▶ [Source text]:
Following the acquisition in October, 1997 of the Marling Group, Autoliv
sold four of the five Marling units not related to seat belt
webbing, Marling's core business. The divestitures became effective as
of January 1, 1998.
Autoliv's holding in Autoliv-Cankor in Turkey has been increased from
50% to 90%.
The acquisitions and divestitures decribed above have not has a material
effect on the financial results of Autoliv for the first quarter of 1998.
ITEM 2 MANAGEMENT'S DISCUSSION AND ANALYSIS OF FINANCIAL CONDITION
AND RESULTS OF OPERATIONS
Whereas the data provided under Item 1 in the Consolidated Statement of
Income, Consolidated Balance Sheet and Consolidated Statement of Cash
Flows reflect the results of Autoliv, Inc. for all periods subsequent to
April 30, 1997 and for Autoliv AB for all periods prior to May 1, 1997,
the analysis provided below is based on actual results of Autoliv, Inc.
for all periods subsequent to April 30, 1997 and pro forma results of
Autoliv, Inc. for all periods prior to May 1, 1997.
THREE MONTHS ENDED MARCH 31, 1998 (ACTUAL) COMPARED WITH THREE MONTHS
ENDED MARCH 31, 1997 (PROFORMA)
Autoliv, Inc. reported sales and income before taxes of $838 million and
$71 million, respectively, for the three-month period ended March 31, 1998,
as compared to first quarter prior-year sales and income before taxes of
$834 million and $94 million, respectively. The net income and earnings per
share were $42 million and $0.41, respectively, in the first quarter of 1998,
compared to $55 million and $0.54, respectively for first quarter 1997.
Posted consolidated net sales for the first quarter 1998 were $838 million
compared to $834 million during the first quarter 1997. The underlying
sales increase (i.e. excluding currency effects and acquisitions) was
3%. Since approximately 70% of Autoliv's business is outside North America,
a major portion of sales was negatively affected by the stronger U.S. dollar.
The production of light vehicles is estimated to have grown by 6% in Europe
and by 2% in North America, while light vehicle production in Japan is
estimated to have fallen by 6%. The average increase for the three regions
was 1.5%.

▶ [Given data]:
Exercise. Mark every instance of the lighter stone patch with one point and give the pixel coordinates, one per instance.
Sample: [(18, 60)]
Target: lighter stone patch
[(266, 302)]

▶ [Required work]: In the Autoliv financial text, what were the company's net income and earnings per share for the first quarter of 1998?

▶ [Response for this exercise]: $42 million and $0.41